[Passage to read]
Skip to main content

Go back to blog

Meet our Penguin Keeper, Sam!

  • Monday 14th September 2020

Q: How did you get this job?

A: I applied for this job through Seek, as I was looking for a part time job whilst I was studying my Bachelor of Science. I was lucky enough to get an interview and then be accepted for the position, which I honestly didn’t think was going to happen as I hadn’t had any animal experience previously.

Q: When did you realised you want to work with animals?

A: – I grew up having large dogs as pets and have had a love for the water since birth. Naturally, I combined my two loves, water and animals, to go on and study marine science and biological sciences where I further solidified my realisation of wanting to work with animals as a career.

Q: What's your daily routine like?
A: Being a part timer who only works weekends I spend the beginning of my day getting caught up on the events throughout the week. I then continue on with the day as normal – cleaning in the morning, and feeding and observing throughout the rest of the day.         

Q: Does being a penguin keeper put you off having fish?
[/Passage to read]
[Given data]
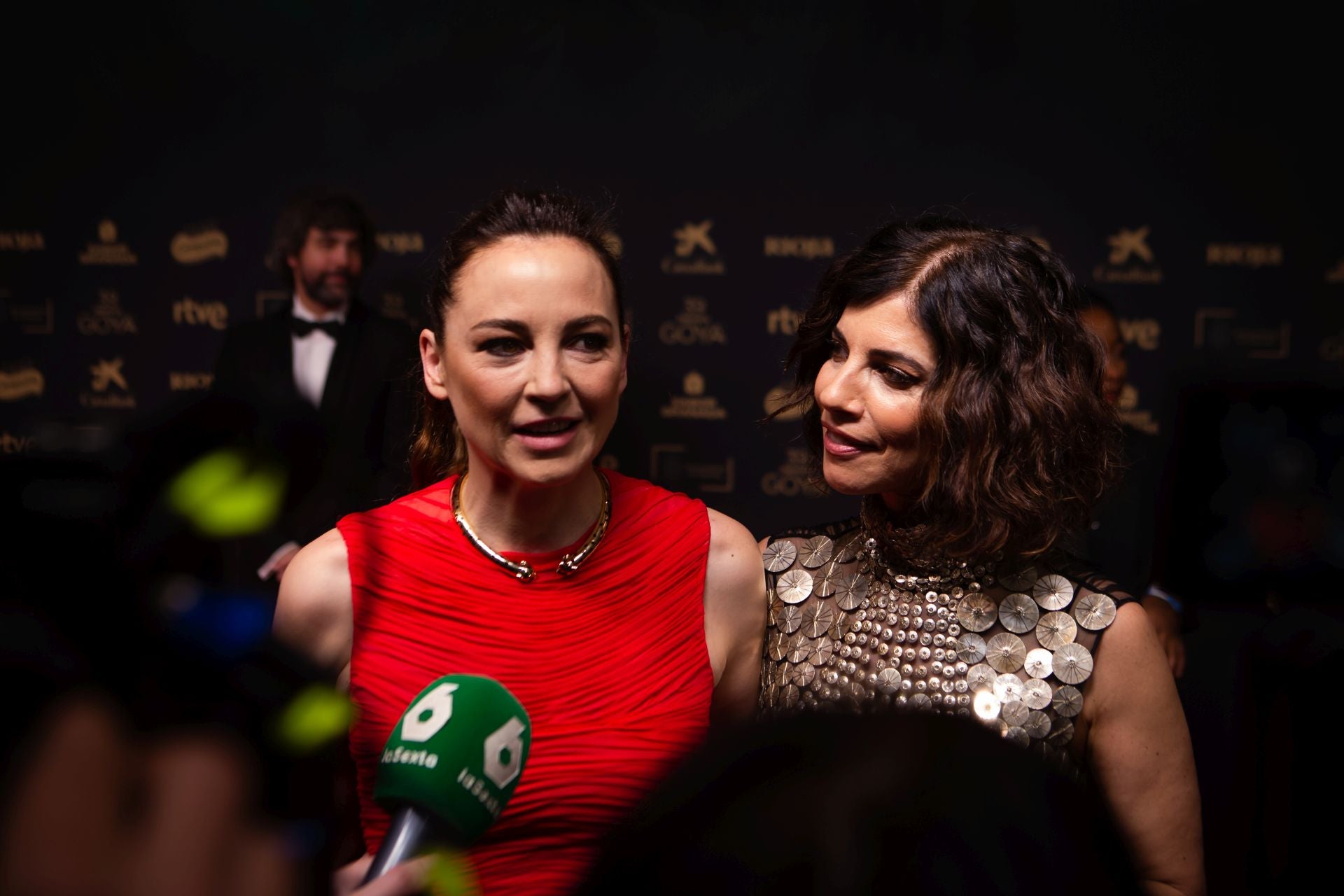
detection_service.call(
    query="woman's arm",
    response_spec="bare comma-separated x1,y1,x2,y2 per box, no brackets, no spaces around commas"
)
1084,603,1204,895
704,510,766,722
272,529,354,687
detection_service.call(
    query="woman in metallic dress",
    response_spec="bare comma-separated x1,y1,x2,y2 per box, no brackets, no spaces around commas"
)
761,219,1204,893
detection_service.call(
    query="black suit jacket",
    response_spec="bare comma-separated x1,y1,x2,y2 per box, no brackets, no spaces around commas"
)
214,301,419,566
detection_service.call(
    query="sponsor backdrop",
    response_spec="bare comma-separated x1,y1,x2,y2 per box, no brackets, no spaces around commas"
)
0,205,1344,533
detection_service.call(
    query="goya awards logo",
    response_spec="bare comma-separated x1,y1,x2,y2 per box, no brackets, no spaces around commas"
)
[/Given data]
→ **Required action A**:
In the penguin keeper interview, rewrite the stretch from "Skip to main" through "work with animals?", swapping "interview" for "trial shift".
→ **Required action B**:
Carry on the penguin keeper interview, picking up right after its final question.

→ **Response box A**:
Skip to main content

Go back to blog

Meet our Penguin Keeper, Sam!

  • Monday 14th September 2020

Q: How did you get this job?

A: I applied for this job through Seek, as I was looking for a part time job whilst I was studying my Bachelor of Science. I was lucky enough to get an trial shift and then be accepted for the position, which I honestly didn’t think was going to happen as I hadn’t had any animal experience previously.

Q: When did you realised you want to work with animals?

→ **Response box B**:
A: When you first start out working as a penguin keeper the smell of fish and the daily handling of the whole fish can hit you quite hard. However, I have been working here for almost 2 years and you get used to the smell of fish everyday so it doesn’t put me off eating it – I still eat it as often as I did before getting this job.

Q: How do you remember all the penguin's names?
A: Penguins naturally look very similar to one another – same colourings with slight variations to their freckle patterns – so when you first start out it can be quite different to pick individuals out of the colony. However, the more time you spend out in the enclosure the more you pick up on all of their individual characteristics and traits, and get to know them on a more personal level. They also have identification bands on their flippers which help us to identify each individual bird by basically memorising their ID numbers, which correspond to specific colours on their flippers.